原文

本発明の塗布液に用いる水溶性高分子化合物としては、いわゆる記録材料のバインダーとして用いられるPVAやでんぷん(各種変性PVAや変性でんぷんを含む)、セルロース誘導体(ヒドロキシプロピルセルロース)のようなアニオン系およびノニオン系有機ポリマー化合物や、いわゆるインクジェット記録材料の媒染剤として用いられる各種カチオン性ポリマー化合物が知られている。
【0016】
(カチオン性ポリマー化合物)
上記カチオン性ポリマー化合物には、カチオン性有機ポリマー化合物と、ポリ塩化アルミニウム等のカチオン性無機ポリマー化合物が挙げられる。
【0017】
(カチオン性有機ポリマー化合物)

課題の説明
原文のうち「本発明の塗布液に用いる水溶性」から始まり「(カチオン性ポリマー化合物)」で終わる部分を、「水溶性高分子化合物」を「水溶性ポリマー」に変えて書き直しなさい。 この後に示す一覧は、原文の内容とは関係がない。

与えられた一覧
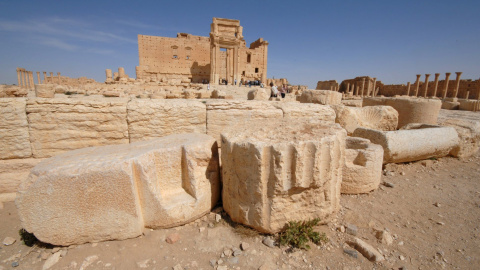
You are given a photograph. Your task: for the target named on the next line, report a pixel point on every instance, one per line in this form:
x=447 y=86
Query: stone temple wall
x=33 y=129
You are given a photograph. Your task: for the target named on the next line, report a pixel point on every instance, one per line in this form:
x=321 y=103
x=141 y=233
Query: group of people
x=275 y=90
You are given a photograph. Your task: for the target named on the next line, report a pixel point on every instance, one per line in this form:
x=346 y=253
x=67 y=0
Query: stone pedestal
x=279 y=171
x=445 y=89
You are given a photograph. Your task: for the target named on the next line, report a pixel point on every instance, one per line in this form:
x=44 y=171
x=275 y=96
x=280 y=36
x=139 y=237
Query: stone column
x=447 y=76
x=24 y=73
x=363 y=85
x=457 y=83
x=436 y=84
x=426 y=85
x=368 y=88
x=32 y=83
x=108 y=73
x=18 y=78
x=418 y=84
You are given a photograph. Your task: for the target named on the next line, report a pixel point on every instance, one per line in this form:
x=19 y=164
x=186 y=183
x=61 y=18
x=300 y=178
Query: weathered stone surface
x=278 y=171
x=13 y=172
x=306 y=110
x=12 y=91
x=218 y=94
x=60 y=125
x=418 y=142
x=469 y=135
x=148 y=119
x=352 y=102
x=362 y=171
x=450 y=105
x=222 y=114
x=469 y=105
x=374 y=117
x=367 y=250
x=14 y=135
x=259 y=94
x=112 y=192
x=44 y=90
x=410 y=110
x=324 y=97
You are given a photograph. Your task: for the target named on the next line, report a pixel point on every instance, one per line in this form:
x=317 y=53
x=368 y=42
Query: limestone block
x=12 y=91
x=374 y=117
x=469 y=136
x=410 y=110
x=222 y=114
x=324 y=97
x=218 y=94
x=189 y=94
x=44 y=90
x=469 y=105
x=14 y=171
x=14 y=135
x=259 y=94
x=148 y=119
x=416 y=143
x=306 y=110
x=362 y=171
x=352 y=102
x=60 y=125
x=113 y=192
x=278 y=171
x=450 y=105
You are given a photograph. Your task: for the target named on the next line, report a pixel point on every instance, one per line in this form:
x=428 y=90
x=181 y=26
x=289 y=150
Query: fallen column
x=279 y=171
x=417 y=142
x=362 y=171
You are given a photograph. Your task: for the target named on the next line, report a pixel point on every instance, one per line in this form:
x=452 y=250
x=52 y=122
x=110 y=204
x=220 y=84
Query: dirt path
x=432 y=213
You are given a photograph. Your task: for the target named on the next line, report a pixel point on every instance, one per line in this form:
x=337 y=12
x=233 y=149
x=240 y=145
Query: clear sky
x=308 y=40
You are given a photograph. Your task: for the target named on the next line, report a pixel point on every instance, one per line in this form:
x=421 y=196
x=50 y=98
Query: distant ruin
x=189 y=58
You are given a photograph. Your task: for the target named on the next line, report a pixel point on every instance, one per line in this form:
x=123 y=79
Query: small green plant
x=28 y=239
x=299 y=233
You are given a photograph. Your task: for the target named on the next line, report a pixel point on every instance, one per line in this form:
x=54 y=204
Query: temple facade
x=223 y=56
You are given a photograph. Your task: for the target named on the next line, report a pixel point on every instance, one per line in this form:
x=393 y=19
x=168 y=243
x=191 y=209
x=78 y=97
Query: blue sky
x=308 y=40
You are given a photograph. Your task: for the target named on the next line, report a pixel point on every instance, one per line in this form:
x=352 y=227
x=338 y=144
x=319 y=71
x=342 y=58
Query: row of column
x=357 y=91
x=445 y=87
x=25 y=78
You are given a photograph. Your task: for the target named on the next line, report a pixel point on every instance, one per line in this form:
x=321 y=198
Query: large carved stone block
x=278 y=171
x=410 y=110
x=306 y=110
x=417 y=142
x=324 y=97
x=148 y=119
x=14 y=171
x=60 y=125
x=374 y=117
x=14 y=135
x=259 y=94
x=222 y=114
x=113 y=192
x=45 y=90
x=362 y=171
x=468 y=132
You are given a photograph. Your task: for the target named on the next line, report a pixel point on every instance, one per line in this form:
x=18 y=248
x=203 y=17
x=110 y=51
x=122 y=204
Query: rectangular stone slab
x=113 y=192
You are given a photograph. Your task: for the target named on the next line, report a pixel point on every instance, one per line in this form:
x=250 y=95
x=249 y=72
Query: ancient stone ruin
x=198 y=126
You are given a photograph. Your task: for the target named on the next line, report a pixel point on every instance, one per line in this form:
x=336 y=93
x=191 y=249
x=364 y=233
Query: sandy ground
x=432 y=211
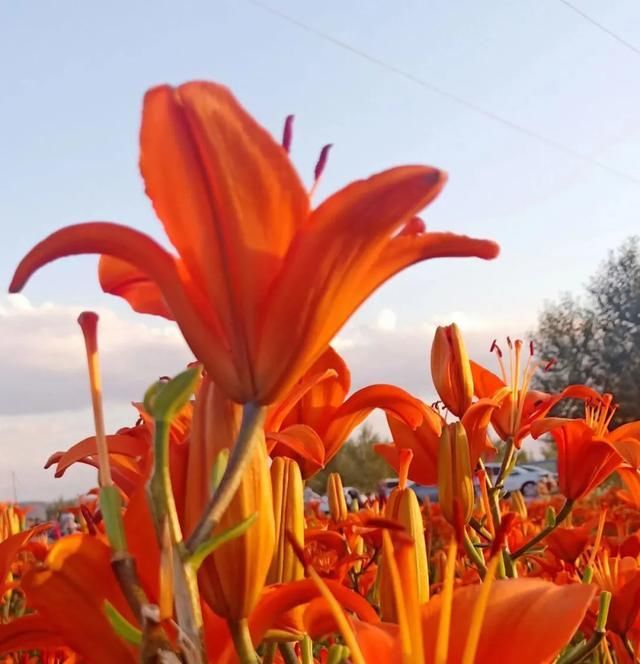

解答例
本発明の塗布液に用いる水溶性ポリマーとしては、いわゆる記録材料のバインダーとして用いられるPVAやでんぷん(各種変性PVAや変性でんぷんを含む)、セルロース誘導体(ヒドロキシプロピルセルロース)のようなアニオン系およびノニオン系有機ポリマー化合物や、いわゆるインクジェット記録材料の媒染剤として用いられる各種カチオン性ポリマー化合物が知られている。
【0016】
(カチオン性ポリマー化合物)